▶ **Page extract**:
-- Opening Marker --

Looking back on the fall semester


Sam TapperManaging Editor

As quickly as it began – it ended, and just after 14-weeks, the on-ground portion of the Fall 2020 semester has finally come to an end, with just 13 days before the winter break.  

The university was one of the few to make it through its in-person semester without a major COVID-19 shutdown, unlike fellow state schools like Western Connecticut State University and the University of Connecticut, among others. With that in mind, is it a fair assumption to call the fall of 2020 a success or smooth? 

The short answer is no. And the short response to that answer comes from the university’s COVID-19 Dashboard, outlining the number of positive tests per each round of on-campus testing as well as cumulative totals among all students, not just residents. 

There were 175 positive test results among the campus community throughout the semester, according to the dashboard. While it could have been far worse, one student is one too many. And just by looking at the numbers, the university’s Achilles heel is evident: commuters. 

Of the 175 total positives, 123 came from commuters, and each week they dominated the dashboard’s numbers. Until Southern and its COVID-19 team can come up with a finite plan for how to properly monitor, test, trace and potentially isolate commuters, things will continue to run as they have been.

-- Closing Marker --

▶ **Study questions**:
a) In the fall semester article, how many of the 175 positive test results came from commuters?
b) Please write the next part of the fall semester article, picking up after its final sentence.
The records have nothing to do with this work.

▶ **Source information**:
-- Opening Marker --

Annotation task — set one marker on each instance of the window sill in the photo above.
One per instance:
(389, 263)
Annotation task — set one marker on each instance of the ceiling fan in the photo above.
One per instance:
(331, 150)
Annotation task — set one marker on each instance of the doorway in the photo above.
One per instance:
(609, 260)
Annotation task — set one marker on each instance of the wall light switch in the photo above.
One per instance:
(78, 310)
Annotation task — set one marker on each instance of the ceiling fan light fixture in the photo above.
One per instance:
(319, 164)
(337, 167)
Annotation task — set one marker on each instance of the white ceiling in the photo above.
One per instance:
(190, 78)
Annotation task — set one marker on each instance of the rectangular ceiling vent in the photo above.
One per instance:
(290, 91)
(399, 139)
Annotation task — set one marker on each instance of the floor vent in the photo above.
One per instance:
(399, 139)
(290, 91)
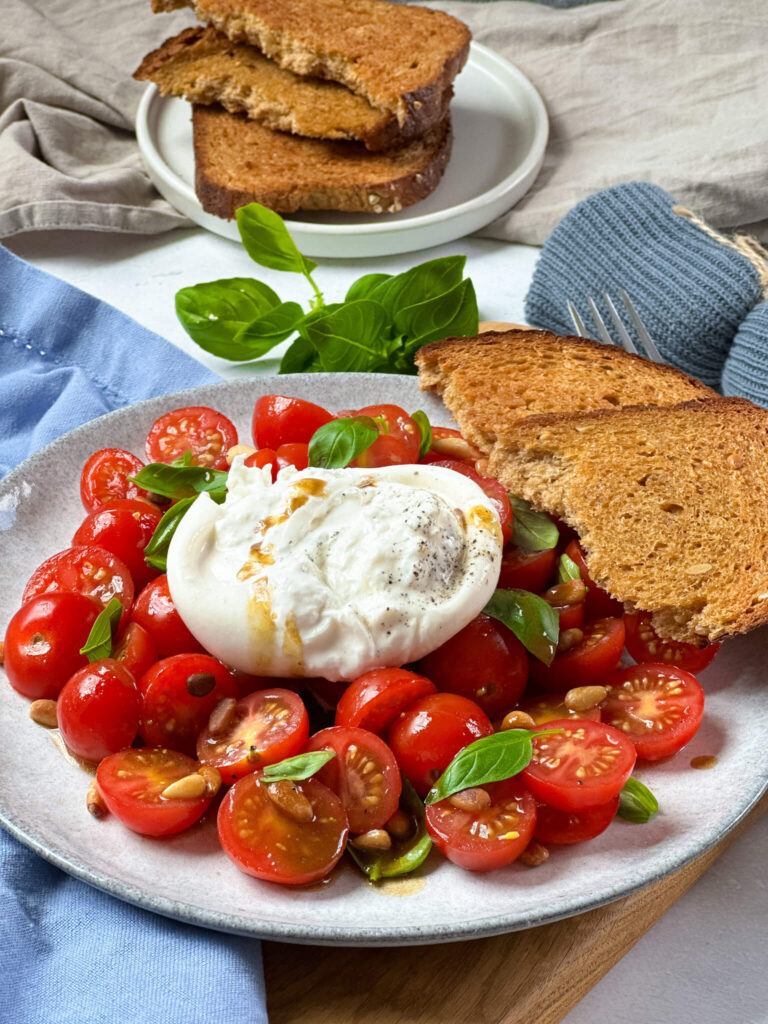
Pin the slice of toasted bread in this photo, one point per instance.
(671, 505)
(494, 380)
(205, 67)
(400, 57)
(238, 161)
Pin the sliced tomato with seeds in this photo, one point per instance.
(131, 783)
(266, 842)
(206, 434)
(482, 841)
(580, 764)
(644, 644)
(656, 707)
(261, 729)
(364, 773)
(87, 569)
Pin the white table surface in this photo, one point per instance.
(707, 961)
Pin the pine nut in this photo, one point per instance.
(188, 787)
(517, 720)
(44, 713)
(289, 798)
(376, 839)
(585, 697)
(473, 799)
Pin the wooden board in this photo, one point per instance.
(554, 967)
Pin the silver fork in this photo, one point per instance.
(649, 349)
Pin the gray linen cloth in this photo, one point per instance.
(670, 92)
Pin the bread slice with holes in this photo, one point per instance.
(496, 379)
(401, 58)
(670, 503)
(204, 67)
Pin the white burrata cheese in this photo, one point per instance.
(334, 571)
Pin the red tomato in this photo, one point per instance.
(599, 604)
(364, 773)
(279, 420)
(124, 527)
(98, 710)
(375, 699)
(563, 827)
(584, 765)
(155, 611)
(208, 435)
(495, 491)
(656, 707)
(589, 663)
(427, 736)
(105, 477)
(87, 569)
(177, 697)
(43, 641)
(482, 841)
(645, 645)
(132, 781)
(484, 662)
(265, 842)
(526, 569)
(262, 728)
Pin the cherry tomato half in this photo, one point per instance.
(656, 707)
(132, 781)
(482, 841)
(644, 644)
(208, 435)
(584, 764)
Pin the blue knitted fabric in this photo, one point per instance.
(692, 293)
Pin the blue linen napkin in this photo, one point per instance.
(69, 953)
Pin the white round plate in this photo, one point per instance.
(42, 795)
(500, 135)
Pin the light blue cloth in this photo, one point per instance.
(69, 953)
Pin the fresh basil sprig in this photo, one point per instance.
(98, 644)
(535, 623)
(636, 802)
(487, 760)
(404, 856)
(337, 443)
(531, 530)
(297, 769)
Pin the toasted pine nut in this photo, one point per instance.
(473, 799)
(44, 713)
(517, 720)
(94, 801)
(237, 450)
(585, 697)
(289, 798)
(534, 854)
(376, 839)
(188, 787)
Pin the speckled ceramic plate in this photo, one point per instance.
(188, 878)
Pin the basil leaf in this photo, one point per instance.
(298, 768)
(535, 623)
(181, 481)
(637, 803)
(337, 443)
(404, 856)
(531, 530)
(156, 552)
(98, 644)
(567, 569)
(425, 429)
(487, 760)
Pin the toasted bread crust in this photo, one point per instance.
(240, 162)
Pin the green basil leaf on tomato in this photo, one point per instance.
(536, 624)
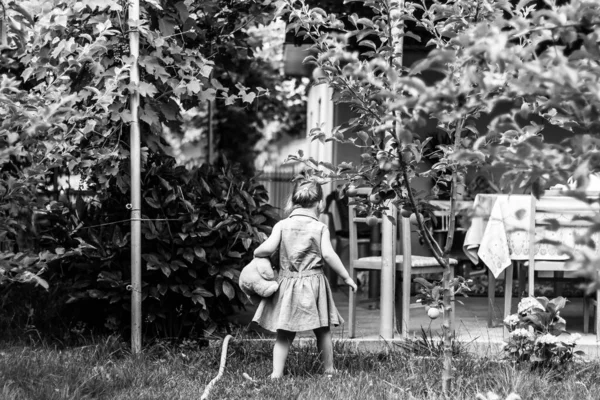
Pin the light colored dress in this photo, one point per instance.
(304, 300)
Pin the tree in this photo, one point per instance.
(64, 90)
(489, 54)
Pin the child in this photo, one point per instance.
(303, 300)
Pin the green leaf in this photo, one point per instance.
(147, 89)
(200, 253)
(151, 202)
(165, 269)
(228, 290)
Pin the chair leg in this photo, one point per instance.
(597, 316)
(508, 275)
(352, 308)
(406, 281)
(452, 305)
(491, 298)
(586, 313)
(521, 277)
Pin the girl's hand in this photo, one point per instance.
(350, 282)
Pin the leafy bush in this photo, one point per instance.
(199, 227)
(534, 333)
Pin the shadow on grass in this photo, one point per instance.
(169, 370)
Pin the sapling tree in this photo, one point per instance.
(490, 55)
(393, 104)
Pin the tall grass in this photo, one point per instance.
(106, 370)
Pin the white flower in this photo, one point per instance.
(521, 333)
(528, 304)
(512, 320)
(573, 338)
(547, 339)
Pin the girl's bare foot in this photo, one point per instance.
(330, 372)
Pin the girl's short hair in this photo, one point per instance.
(305, 194)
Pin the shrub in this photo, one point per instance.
(535, 333)
(199, 228)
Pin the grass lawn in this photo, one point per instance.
(106, 370)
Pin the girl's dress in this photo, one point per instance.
(304, 300)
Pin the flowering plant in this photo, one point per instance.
(535, 333)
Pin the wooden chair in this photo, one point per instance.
(571, 216)
(406, 263)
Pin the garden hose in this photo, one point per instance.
(221, 369)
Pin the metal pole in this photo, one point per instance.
(388, 274)
(134, 140)
(3, 26)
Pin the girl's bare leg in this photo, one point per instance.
(325, 346)
(280, 351)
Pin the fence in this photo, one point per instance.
(278, 185)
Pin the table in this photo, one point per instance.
(499, 231)
(499, 235)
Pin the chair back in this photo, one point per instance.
(357, 221)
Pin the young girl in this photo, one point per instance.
(304, 300)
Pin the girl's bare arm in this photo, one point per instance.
(269, 246)
(333, 260)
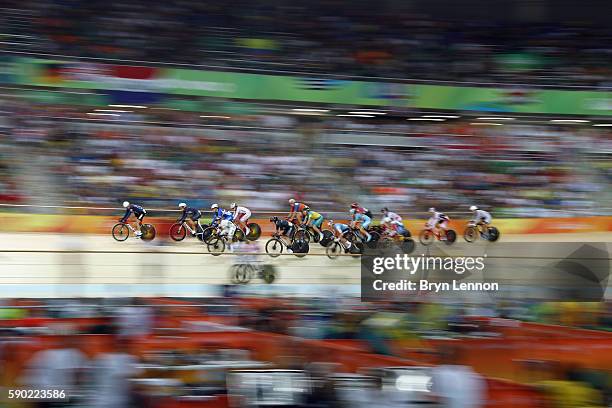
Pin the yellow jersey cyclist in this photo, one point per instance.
(313, 219)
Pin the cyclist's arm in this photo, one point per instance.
(126, 215)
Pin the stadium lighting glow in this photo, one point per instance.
(570, 121)
(367, 113)
(495, 118)
(310, 110)
(128, 106)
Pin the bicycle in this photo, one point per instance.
(428, 235)
(308, 234)
(276, 245)
(243, 273)
(354, 236)
(254, 232)
(178, 231)
(473, 231)
(121, 231)
(216, 242)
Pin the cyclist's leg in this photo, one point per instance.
(364, 229)
(139, 219)
(316, 225)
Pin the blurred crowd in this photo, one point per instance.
(124, 352)
(322, 37)
(58, 155)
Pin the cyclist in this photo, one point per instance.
(139, 213)
(241, 217)
(361, 210)
(295, 210)
(339, 231)
(361, 221)
(393, 222)
(224, 219)
(193, 214)
(313, 219)
(284, 226)
(438, 220)
(481, 217)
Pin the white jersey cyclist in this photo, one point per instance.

-- Closing Marker --

▶ **Results of the exercise**:
a) 123

b)
While, again, we were very fortunate to have made it to the target date set back in the summer, it was no secret circumstances that started to feel worse and moods started to shift in the waning weeks of the semester. We all most likely had a close call with a potential COVID-19 exposure or at least know a fellow student who did. I personally had numerous moments where I scrambled to get tested based on my contact with certain people, all of whom were commuters. And as we got closer to the end, this seemed to be a more regular and ongoing occurrence. 

Going to college during a pandemic is rough, that much is certain. However, taking the entire semester into account, from the blue dots signifying safe seats to classes being held half-zoom half in-person and all the plexiglass you could ever imagine, the semester does not feel like a victory. It does not feel like a comeback story, it is not a rejoicing feeling of having completed it. 

However, it is relieving that I made it through as healthy as I was when it began. But, until the administration has a more concrete plan for how to slow the spread and monitor the health of all students, not just residents, I will not feel comfortable going back, at least no more comfortable than I felt going into the fall back in August. 

To shed light on the situation even further, the faculty and staff of the university should still be commended for their efforts. Nobody’s job has been easy, whether you are a professor, manager, or administrator. While things are not perfect, it was the fact that everyone working together diligently with one another that completing such a semester was possible. 

At the end of the day, this was a different semester. There were half as many students on campus, no sports or any other major events to establish a community and everyone was trying not to get sick. But the maturity of students and flexibility of staff are what made this possible.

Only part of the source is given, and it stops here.